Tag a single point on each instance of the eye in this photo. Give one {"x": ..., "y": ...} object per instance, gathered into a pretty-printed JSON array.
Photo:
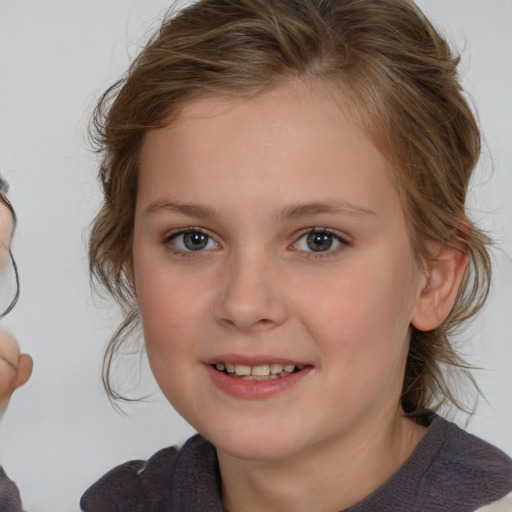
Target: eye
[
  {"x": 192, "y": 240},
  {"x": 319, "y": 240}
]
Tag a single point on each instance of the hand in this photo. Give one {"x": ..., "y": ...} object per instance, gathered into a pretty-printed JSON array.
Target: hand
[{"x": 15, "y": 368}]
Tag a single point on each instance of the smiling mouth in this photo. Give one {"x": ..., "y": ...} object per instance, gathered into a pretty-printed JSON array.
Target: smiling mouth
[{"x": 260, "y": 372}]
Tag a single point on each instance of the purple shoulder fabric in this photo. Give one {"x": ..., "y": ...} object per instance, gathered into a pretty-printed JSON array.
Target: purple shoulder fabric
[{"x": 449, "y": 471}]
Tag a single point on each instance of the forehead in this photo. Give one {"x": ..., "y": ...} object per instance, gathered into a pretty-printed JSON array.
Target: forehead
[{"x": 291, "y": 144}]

==

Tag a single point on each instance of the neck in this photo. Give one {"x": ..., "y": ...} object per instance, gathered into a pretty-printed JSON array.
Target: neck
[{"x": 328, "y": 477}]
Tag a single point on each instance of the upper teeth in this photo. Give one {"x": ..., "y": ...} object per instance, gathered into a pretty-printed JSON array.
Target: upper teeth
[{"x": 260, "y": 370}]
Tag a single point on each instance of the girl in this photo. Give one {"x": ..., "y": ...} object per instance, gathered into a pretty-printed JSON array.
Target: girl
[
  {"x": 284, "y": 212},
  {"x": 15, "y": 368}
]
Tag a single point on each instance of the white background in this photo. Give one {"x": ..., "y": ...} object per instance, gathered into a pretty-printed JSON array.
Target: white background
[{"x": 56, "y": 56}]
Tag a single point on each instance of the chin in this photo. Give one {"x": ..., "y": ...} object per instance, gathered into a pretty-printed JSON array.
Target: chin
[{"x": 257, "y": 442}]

Directions for this task: Pick out every line of the items above that contains the string "hand" and copy each one. Case counts.

Solution:
Tag a single point on each instance of the hand in this photo. Give one {"x": ..., "y": ...} object per instance, gathered into a pretty-printed JSON array.
Target: hand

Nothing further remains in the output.